■ Passage ■
========================
Sunday, February 13, 2011

My Supportive Friend

In the summer of my fifteenth year, my mother and stepdad were in the midst of uprooting me from our house in Texas, to live in a new one in Arizona. I'd lived in Texas my entire life, and wasn't too happy about the situation.

Aside #1: The day that we actually set out to drive from state-to-state was my birthday, something that I've never forgotten or forgiven my parents for.

I looked for solace in many places, finally settling on the support of others through the internet. I began making friends through websites and chat rooms I frequented, generally speaking to those that were in or had been in the same situation as me. But there was one person, a female named Jenne, that stood out from the rest of people I was speaking to. She'd been uprooted before, and hated the ramifications of it at first, but had slowly grown to like her new life.

Aside #2: I should mention that I did not use my real name in these situations. I usually went by my middle name, Drew.

My friendship with Jenne began a month or two before we were set to leave. I can't remember exactly where we met on the web, or what made us start talking, but after a few weeks, I couldn't stop. I'd only had one true 3-month long relationship under my belt, and was new to the idea of females paying attention to me. She didn't seem to mind my attachment to her, and soon we were scheduling times and dates for when we would talk to one another via instant messanger. We'd start early in the night, and end up talking well into the early hours of the morning, never seeming to run out of subject matter.

I talked about school, my friends, my parents, and anything else that came up. She talked about her job, husband, pets, and what she hoped to make of her life in the future.

Did I mention Jenne was 27 years old? I know should have turned and ran after the first few weeks when she'd first mentioned this to me, but my fascination with how completely different her life was from mine kept our strange friendship going.

And stranger did it become. Soon Jenne was making references to her mental health state, claiming that her husband didn't love her anymore because she was crazy. She claimed to have schizophrenia, bipolar disorder, and a slew of other issues that I can't recall.

Again, I should have cut off contact with her after this revalation. But it only made her more interesting to me. As our friendship grew stronger, so did my schoolboy-type crush on her. I didn't make my feelings hidden, and she didn't act like it was wrong.
========================
■ Required actions ■
1. Write out everything in the blog post from "Aside #1: The" down to "my parents for.".
2. Answer these questions using the blog post:
(a) Which state was the family moving to?
(b) What name did the writer use online?
(c) How old was Jenne?
3. Pick up the blog post about Jenne right after its last sentence and keep writing it.
The records that come after this have nothing to do with the blog post.

■ Excerpted records ■
========================
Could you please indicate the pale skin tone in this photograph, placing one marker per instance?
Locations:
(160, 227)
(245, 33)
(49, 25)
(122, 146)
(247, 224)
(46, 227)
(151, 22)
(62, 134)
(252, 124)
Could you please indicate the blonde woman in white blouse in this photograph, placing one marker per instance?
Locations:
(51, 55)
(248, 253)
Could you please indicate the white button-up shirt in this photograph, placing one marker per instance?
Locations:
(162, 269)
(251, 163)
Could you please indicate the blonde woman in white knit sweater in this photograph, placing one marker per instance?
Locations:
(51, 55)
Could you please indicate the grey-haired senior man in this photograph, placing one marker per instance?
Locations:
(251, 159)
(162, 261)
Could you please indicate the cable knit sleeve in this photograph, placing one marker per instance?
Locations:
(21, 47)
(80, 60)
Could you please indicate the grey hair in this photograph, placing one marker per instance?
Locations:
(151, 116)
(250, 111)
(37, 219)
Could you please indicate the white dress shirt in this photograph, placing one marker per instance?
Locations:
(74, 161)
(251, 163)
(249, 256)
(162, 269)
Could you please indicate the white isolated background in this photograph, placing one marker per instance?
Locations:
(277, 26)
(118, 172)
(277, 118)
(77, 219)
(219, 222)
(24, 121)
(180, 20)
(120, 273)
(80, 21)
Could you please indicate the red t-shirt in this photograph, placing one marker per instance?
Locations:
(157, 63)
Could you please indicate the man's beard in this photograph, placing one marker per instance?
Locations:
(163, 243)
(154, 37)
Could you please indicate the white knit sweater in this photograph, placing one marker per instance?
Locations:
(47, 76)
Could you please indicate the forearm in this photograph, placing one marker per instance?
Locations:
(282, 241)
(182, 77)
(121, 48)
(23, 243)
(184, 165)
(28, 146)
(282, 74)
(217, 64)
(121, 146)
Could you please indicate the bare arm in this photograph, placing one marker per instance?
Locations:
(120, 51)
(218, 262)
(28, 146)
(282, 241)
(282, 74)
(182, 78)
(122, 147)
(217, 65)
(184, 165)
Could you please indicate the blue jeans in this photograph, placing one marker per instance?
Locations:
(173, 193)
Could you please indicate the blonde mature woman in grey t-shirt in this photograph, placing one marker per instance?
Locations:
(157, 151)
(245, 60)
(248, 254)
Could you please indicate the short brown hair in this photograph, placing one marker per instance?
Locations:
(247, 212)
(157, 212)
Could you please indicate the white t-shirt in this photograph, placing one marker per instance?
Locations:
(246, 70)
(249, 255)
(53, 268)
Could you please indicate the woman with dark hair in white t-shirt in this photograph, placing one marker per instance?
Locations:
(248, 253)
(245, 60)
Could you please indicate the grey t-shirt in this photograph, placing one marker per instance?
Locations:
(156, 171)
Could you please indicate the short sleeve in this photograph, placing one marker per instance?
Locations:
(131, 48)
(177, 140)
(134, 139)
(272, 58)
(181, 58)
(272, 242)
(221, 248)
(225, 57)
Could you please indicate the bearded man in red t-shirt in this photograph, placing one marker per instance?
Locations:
========================
■ Numbered responses ■
1.
Aside #1: The day that we actually set out to drive from state-to-state was my birthday, something that I've never forgotten or forgiven my parents for.

2.
(a) Arizona
(b) Drew, the writer's middle name
(c) 27

3.
It was only a matter of time before she began taking advantage of the attention I was giving her. She began teasing me, telling me about her sexual habits and slight fetishes, while also calling me "handsome" and "cute." Sexually inexperienced at the time, I hardly knew anything of the terminology she was throwing at me. She would imply, but never state directly, that my feelings for her were returned.

Aside #3: After everything, I think she didn't admit it because it was because she was truly in love with her husband, though she was convinced he wasn't with her.

Then the pictures started coming. Vanilla at first, they slowly became more and more promiscuous as time went on. She never sent me straight-up nude photos, but some were a moved blanket or a shifted arm away from being so. All were self-shot and in black-and-white, the latter for reasons I didn't and still don't know.

Jenne would always follow up these conversations and sent pictures with claims that she'd "forgotten" how old I was, and that I kept "tricking" her by acting older. All were meant to be in good humor, and seemed tongue-in cheek, but showed me that she knew what she was doing was morally questionable. I wasn't complaining, because I found her ridiculously attractive, physically and mentally.

Aside #4: It's no surprise that I'm attracted to damaged women.

Near the three-month mark of our so-called relationship, I suddenly stopped hearing from Jenne. She was never online anymore, and had never given me a phone number to call, and I was convinced something serious had happened to her. I didn't know what to do.

Then, a month later, I recieved an email from her. She had been taken to a sanitarium for a short-term stay after having a mental breakdown one day at work. She was now medicated for all of her illnesses, and things were looking up between she and her husband. She explained to me that her attraction to me was part of her psychosis, and that she no longer felt that way because of the medication she was on.

Luckily, I hadn't fooled myself into thinking I'd actually had a chance with her, so my heartbreak was only minor. I tried to continue our friendship after this, but was met with half-assed responses to my emails and attempts to talk to her. I think she was ashamed of the way she'd acted towards me, and didn't want to be reminded of it.

Either way, I'm now thankful nothing happened past what did. I'm glad she never sent me nude photos, and that she never admitted that she had feelings for me, because my head probably would have exploded if she did.